Not sure what the deal is, but even though I have ondemand enabled and set as default, it refuses to accept it.

----------

## chithanh

If you want to limit maximum frequency then use the /sys/devices/system/cpu/cpu*/cpufreq/scaling_max_freq control. It can be set persistenly via sysctl.conf. If you want to set the maximum frequency based on CPU temperature, then you indeed need something like cpufreqd.

----------

## therealjrd

 *chithanh wrote:*   

> If you want to limit maximum frequency then use the /sys/devices/system/cpu/cpu*/cpufreq/scaling_max_freq control. It can be set persistenly via sysctl.conf. If you want to set the maximum frequency based on CPU temperature, then you indeed need something like cpufreqd.

- - -

EXERCISE => Please pick up the forum thread on CPU frequency scaling after its last line and carry it forward.

RECORD SET =>
- - -

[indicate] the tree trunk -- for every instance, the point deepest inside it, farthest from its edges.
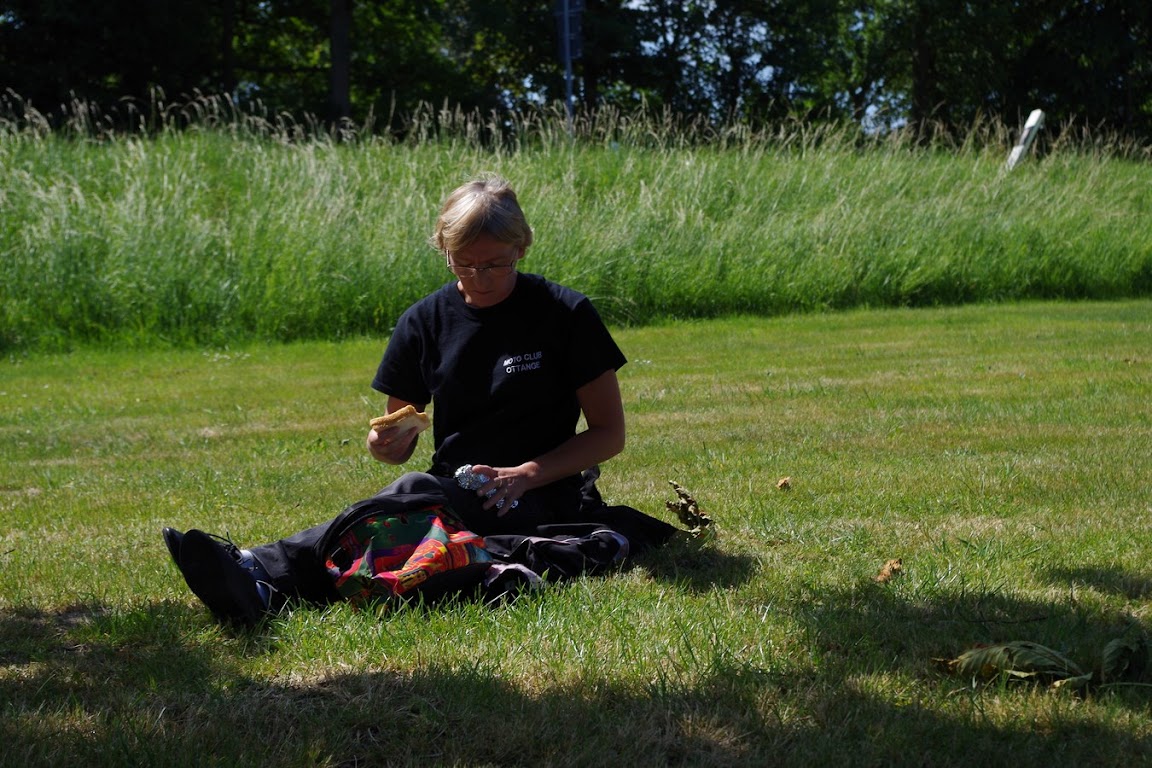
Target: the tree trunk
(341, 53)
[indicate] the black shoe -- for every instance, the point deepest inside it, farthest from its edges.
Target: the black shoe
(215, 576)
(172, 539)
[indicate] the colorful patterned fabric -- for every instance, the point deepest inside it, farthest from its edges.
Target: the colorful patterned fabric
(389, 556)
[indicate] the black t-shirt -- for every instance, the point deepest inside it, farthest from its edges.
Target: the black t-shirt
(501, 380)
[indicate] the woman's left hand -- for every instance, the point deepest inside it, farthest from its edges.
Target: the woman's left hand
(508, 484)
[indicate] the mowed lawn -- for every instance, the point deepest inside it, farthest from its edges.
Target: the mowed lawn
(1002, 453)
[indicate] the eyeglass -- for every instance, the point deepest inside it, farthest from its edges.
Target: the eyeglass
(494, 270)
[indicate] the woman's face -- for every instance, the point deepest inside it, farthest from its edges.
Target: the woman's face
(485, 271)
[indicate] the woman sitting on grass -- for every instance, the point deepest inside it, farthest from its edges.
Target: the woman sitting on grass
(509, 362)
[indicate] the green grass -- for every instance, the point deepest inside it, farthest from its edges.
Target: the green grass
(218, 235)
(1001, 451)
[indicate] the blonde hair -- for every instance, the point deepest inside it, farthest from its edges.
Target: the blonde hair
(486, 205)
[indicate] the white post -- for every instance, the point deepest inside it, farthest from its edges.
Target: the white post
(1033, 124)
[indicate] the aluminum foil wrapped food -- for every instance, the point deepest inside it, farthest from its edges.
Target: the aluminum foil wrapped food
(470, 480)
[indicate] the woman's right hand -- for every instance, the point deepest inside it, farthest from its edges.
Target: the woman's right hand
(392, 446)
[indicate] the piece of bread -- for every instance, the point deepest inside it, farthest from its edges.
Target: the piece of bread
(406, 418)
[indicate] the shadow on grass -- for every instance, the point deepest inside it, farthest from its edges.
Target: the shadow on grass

- - -

ANSWER TO THE TASK =>
Yes, understood.  Like I said, my goal is to accomodate burst load at the max available performance, while minimizing power at other times, and being sensitive to temp.  cpufreq would be the perfect tool for the job, IF there weren't this bug or feechur or whatever which prevents ondemand or conservative govs from being activated.

For the interim, I have a hacked-up version of powernowd, which does a cheesy version of what I'm after by using the userspace gov but it would work better if I could just use ondemand or conservative.

Anybody have hints about why it wouldn't accept those govs?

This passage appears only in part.